Der Ring des Nibelungen
Das Rheingold
Prologue en 4 scènes
Livret et musique de Richard Wagner (1813-1883)
Création à Munich le 22 septembre 1869

Détails

Mise en scène
Valentin Schwarz

Décors
Andrea Cozzi

Costumes
Andy Besuch

Dramaturgie
Konrad Kuhn

Lumières
Nicol Hungsberg, Reinhard Traub

Vidéo
Luis August Krawen

 

Fasolt
Patrick Zielke

Fafner
Tobias Kehrer

Freia
Christina Nilsson

Wotan
Tomasz Konieczny

Alberich
Olafur Sigurdarson

Loge
Daniel Behle

Froh
Mirko Roschkowski

Erda
Anna Kissjudit

Mime
Ya-Chung Huang

Woglinde
Katharina Konradi

Wellgunde
Natalie Skrycka

Flosshilde
Marie-Henriette Reinhold

Fricka
Christa Mayer

Donner
Nicholas Brownlee

Bayreuther Festspielorchester

Direction musicale
Simone Young

 

Bayreuth, Festspiele, vendredi 15 août 2025, 18h

Peut-on prétendre mêler nombrilisme scénique et génie interprétatif ? (Question rhétorique).
Le Wotan (Tomasz Konieczny) de ce Ring obligé de jouer du vibrato (mais avec une technique très sûre, pour masquer les insuffisances des extrêmes de sa tessiture et parfois du médium, sans parler de la projection), est ici un riche industriel autoritaire, aux beaux restes, en short puis en costume clair. Voilà qui est à l’image de cette proposition scénique : presque impressionnante à l’extérieur, compliquée à lire mais vide à l’intérieur.
Seul beau moment bouleversant de cette soirée : l’intervention d’Erda (superbe Anna Kissjudit) au quatrième tableau, (c’est tard) car soudain l’orchestre jusqu’ici souvent banal, se transcende, la suit et s’élève à la hauteur mythique du moment qu’on espérait vainement.

● **Consigne 1**: D'après la critique de Das Rheingold, qui assure la direction musicale ?
● **Consigne 2**: Restituez le passage de la critique qui commence par « Le Wotan (Tomasz » et se poursuit jusqu'à « vide à l’intérieur. ».
Appuyez-vous uniquement sur la critique.

(Entrées d'un jeu de données)
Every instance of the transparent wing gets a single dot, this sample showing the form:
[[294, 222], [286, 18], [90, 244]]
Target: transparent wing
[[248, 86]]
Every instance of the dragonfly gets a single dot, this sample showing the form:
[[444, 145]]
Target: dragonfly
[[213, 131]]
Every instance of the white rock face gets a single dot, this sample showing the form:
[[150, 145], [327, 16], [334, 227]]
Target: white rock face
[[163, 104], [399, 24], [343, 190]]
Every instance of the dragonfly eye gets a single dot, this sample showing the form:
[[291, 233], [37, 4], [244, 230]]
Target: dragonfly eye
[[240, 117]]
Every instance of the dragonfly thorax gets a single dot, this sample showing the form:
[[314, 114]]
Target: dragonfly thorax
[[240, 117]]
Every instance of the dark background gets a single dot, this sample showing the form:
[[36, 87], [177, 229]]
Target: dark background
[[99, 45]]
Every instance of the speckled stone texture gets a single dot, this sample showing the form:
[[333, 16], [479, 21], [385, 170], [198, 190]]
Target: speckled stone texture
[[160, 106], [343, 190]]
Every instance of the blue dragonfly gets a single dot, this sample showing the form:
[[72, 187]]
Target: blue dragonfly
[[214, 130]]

● **Réponse finale 1**: Simone Young.

● **Réponse finale 2**:
Le Wotan (Tomasz Konieczny) de ce Ring obligé de jouer du vibrato (mais avec une technique très sûre, pour masquer les insuffisances des extrêmes de sa tessiture et parfois du médium, sans parler de la projection), est ici un riche industriel autoritaire, aux beaux restes, en short puis en costume clair. Voilà qui est à l’image de cette proposition scénique : presque impressionnante à l’extérieur, compliquée à lire mais vide à l’intérieur.